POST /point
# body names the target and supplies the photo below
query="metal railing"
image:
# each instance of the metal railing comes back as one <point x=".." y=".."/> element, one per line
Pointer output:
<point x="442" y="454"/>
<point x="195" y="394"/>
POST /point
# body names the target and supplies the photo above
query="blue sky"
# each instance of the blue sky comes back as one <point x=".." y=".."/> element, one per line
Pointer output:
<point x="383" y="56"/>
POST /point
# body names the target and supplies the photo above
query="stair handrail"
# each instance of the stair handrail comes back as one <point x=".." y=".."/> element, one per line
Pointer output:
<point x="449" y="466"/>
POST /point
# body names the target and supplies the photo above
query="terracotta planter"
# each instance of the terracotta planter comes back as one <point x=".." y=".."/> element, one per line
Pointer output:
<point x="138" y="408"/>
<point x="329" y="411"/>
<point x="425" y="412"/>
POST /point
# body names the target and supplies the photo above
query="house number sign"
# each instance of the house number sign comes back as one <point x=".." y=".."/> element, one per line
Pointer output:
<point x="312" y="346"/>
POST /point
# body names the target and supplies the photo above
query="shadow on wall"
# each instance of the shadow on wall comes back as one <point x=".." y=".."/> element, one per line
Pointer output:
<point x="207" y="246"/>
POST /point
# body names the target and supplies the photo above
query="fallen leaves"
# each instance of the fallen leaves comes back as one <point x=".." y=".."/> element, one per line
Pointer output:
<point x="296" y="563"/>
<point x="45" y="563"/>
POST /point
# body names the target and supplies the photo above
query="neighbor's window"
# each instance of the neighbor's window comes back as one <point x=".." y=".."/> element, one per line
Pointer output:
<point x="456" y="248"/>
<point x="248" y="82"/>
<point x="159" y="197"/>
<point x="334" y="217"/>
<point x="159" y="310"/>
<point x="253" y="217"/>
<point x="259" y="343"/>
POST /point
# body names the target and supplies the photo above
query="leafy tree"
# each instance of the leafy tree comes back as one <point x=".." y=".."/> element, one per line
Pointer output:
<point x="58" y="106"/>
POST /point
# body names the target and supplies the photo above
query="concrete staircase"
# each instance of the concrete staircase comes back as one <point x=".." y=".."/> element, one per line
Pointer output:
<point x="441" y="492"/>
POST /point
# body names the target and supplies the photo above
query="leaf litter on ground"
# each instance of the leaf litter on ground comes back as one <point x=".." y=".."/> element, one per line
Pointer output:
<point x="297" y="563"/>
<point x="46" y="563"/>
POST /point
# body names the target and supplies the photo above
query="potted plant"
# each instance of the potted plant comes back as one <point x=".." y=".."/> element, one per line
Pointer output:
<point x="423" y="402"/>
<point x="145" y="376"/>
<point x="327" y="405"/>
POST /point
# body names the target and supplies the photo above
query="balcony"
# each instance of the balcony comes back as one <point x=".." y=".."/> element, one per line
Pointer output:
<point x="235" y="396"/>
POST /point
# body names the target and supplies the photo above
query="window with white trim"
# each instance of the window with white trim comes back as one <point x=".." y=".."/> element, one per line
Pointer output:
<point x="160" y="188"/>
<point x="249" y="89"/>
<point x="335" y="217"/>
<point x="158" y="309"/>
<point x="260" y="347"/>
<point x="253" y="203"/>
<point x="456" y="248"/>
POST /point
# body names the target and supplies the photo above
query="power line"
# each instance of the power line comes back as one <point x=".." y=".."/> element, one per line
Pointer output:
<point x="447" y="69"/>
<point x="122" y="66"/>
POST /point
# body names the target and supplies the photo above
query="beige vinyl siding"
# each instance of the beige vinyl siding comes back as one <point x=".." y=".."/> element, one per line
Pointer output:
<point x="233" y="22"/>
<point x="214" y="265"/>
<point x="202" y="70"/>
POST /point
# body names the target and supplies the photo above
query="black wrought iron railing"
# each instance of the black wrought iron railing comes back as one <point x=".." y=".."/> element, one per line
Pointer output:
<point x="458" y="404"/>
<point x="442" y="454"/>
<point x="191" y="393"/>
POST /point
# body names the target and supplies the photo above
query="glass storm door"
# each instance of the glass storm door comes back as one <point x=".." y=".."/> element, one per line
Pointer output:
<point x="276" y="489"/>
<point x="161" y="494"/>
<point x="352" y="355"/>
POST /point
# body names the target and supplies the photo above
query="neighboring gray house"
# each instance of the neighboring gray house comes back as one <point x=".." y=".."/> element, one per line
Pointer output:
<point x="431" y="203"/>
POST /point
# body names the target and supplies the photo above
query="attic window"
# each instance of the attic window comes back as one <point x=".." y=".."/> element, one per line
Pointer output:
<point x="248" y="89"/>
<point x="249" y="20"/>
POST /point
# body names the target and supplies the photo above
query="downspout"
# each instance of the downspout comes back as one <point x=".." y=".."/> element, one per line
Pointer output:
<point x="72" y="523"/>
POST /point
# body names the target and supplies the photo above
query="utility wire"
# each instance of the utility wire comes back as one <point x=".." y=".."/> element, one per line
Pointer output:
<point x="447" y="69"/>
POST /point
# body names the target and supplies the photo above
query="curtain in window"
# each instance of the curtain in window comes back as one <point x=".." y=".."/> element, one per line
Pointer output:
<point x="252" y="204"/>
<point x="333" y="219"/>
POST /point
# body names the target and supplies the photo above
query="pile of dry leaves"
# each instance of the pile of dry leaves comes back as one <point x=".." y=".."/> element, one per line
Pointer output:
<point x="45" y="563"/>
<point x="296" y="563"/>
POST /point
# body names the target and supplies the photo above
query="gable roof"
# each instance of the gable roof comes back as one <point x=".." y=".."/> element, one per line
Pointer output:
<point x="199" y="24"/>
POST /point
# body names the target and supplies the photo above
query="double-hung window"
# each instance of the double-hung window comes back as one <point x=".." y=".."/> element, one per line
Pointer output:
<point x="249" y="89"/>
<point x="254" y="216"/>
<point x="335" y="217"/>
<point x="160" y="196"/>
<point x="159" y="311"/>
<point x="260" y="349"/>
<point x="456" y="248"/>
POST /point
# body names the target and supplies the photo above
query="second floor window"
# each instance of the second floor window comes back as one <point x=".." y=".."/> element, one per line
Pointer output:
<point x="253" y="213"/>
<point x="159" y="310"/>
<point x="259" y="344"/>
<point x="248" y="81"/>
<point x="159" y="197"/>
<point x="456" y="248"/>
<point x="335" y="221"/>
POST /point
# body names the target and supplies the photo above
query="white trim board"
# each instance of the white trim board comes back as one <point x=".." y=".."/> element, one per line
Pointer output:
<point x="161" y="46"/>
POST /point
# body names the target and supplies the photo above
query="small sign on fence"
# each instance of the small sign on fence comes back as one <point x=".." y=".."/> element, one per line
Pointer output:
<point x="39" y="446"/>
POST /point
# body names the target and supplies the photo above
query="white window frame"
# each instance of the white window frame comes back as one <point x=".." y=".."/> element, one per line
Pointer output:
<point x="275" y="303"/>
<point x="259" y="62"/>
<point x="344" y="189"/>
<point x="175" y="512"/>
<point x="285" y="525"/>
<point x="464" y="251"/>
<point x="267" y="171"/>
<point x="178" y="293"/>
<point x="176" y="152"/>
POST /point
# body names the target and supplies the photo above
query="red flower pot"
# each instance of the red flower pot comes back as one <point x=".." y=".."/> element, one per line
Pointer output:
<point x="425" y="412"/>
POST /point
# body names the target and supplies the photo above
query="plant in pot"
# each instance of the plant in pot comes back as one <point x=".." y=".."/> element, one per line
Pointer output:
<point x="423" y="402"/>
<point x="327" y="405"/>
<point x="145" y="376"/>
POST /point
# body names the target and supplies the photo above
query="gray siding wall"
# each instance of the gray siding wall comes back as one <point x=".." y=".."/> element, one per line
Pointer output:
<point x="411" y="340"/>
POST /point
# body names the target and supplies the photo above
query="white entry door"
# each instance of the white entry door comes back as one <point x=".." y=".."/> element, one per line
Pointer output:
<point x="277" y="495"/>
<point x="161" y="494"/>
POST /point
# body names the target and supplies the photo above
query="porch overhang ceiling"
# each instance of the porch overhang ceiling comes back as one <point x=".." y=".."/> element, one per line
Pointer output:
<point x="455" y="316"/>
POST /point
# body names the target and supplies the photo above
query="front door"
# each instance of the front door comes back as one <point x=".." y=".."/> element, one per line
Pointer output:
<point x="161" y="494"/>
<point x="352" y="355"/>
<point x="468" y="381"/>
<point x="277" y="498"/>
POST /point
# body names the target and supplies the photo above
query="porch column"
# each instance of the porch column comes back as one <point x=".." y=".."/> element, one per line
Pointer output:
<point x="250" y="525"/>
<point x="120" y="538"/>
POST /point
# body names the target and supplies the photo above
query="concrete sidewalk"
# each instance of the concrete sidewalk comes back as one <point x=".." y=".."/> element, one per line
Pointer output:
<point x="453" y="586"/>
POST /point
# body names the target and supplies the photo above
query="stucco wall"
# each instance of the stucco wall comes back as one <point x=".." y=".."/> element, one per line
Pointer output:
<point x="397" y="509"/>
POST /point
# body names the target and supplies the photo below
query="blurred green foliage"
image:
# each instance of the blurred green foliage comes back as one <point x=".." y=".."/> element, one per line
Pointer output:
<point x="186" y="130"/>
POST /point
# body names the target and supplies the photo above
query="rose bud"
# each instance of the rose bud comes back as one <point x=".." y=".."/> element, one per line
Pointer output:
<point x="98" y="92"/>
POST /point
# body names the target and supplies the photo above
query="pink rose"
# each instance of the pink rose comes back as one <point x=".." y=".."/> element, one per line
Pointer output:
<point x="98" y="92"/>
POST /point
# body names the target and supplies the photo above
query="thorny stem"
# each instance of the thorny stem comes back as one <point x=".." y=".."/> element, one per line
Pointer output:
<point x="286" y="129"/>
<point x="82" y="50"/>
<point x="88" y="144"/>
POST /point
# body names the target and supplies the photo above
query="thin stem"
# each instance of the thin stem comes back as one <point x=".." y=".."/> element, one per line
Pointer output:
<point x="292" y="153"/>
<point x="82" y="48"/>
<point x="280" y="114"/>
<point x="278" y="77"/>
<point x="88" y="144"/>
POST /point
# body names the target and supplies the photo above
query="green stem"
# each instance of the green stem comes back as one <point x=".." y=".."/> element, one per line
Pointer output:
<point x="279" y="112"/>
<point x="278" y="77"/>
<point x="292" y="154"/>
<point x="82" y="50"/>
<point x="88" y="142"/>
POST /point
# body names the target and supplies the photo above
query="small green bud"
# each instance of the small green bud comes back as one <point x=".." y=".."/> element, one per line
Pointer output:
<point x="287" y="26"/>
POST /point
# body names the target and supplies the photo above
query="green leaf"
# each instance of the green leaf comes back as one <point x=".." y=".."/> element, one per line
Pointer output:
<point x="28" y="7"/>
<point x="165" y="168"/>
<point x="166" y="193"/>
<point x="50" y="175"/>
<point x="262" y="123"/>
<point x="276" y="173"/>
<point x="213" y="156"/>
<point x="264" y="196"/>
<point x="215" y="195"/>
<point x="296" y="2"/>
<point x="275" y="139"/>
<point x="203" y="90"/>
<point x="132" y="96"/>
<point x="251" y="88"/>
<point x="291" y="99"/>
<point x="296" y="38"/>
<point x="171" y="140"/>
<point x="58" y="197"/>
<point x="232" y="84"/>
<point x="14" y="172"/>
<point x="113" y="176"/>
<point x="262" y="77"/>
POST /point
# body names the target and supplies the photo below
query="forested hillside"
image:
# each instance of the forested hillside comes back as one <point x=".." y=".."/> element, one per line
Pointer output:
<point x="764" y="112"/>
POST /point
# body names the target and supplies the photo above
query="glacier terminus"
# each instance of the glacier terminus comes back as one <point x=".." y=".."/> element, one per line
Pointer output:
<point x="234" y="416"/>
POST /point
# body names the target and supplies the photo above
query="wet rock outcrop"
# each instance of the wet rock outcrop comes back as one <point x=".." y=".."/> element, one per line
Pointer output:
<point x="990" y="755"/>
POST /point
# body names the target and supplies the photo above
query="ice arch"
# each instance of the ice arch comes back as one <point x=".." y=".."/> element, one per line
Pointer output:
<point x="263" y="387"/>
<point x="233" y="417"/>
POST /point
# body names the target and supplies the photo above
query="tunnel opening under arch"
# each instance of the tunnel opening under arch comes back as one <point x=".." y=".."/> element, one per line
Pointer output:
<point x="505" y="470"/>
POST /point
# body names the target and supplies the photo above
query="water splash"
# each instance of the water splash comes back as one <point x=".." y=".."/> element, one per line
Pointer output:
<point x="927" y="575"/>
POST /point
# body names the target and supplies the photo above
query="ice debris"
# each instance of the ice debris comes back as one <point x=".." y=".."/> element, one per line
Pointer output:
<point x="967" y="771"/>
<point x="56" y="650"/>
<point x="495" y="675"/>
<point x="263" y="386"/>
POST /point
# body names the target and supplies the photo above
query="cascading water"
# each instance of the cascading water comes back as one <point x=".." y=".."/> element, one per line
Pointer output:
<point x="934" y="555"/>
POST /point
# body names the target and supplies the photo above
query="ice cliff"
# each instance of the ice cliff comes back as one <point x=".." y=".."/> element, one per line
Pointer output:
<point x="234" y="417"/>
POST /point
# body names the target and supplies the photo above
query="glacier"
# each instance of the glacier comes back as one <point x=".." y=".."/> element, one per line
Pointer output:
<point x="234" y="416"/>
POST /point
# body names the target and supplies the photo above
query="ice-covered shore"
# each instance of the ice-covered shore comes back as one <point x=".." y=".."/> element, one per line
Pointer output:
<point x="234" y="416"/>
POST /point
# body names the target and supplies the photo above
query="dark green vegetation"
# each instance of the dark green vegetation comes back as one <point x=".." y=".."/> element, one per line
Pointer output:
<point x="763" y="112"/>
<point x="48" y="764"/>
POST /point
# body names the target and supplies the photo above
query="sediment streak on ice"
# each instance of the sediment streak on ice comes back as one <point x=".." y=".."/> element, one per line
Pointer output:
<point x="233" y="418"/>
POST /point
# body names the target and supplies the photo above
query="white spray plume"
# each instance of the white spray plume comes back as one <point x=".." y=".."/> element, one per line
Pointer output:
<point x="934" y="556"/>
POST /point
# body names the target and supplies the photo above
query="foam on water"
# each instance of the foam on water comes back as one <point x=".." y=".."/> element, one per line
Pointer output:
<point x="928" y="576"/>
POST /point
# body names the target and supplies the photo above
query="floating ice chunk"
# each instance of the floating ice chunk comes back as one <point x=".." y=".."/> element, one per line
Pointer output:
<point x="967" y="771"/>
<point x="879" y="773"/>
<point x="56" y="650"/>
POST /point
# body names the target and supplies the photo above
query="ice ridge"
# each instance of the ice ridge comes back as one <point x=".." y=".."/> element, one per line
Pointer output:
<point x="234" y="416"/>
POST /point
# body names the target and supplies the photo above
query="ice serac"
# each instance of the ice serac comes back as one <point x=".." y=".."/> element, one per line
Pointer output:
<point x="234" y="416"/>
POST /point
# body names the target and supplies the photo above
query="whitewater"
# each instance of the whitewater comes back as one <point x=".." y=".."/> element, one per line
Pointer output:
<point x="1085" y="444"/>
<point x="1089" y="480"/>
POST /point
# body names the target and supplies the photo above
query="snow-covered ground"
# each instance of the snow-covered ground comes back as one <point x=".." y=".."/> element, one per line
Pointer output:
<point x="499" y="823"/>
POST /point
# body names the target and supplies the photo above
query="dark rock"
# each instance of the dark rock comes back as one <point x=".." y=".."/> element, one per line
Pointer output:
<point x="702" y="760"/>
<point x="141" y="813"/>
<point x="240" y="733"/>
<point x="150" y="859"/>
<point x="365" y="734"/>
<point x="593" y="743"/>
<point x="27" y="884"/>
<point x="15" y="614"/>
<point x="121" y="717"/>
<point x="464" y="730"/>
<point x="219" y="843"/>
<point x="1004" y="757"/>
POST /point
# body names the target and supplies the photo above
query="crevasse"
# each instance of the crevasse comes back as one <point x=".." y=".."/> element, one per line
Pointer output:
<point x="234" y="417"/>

==============================

Gather every line in the items above that contains the string "column". Case matters.

query="porch column"
# each instance of the porch column comes back as one <point x=".." y=".."/> element, one per line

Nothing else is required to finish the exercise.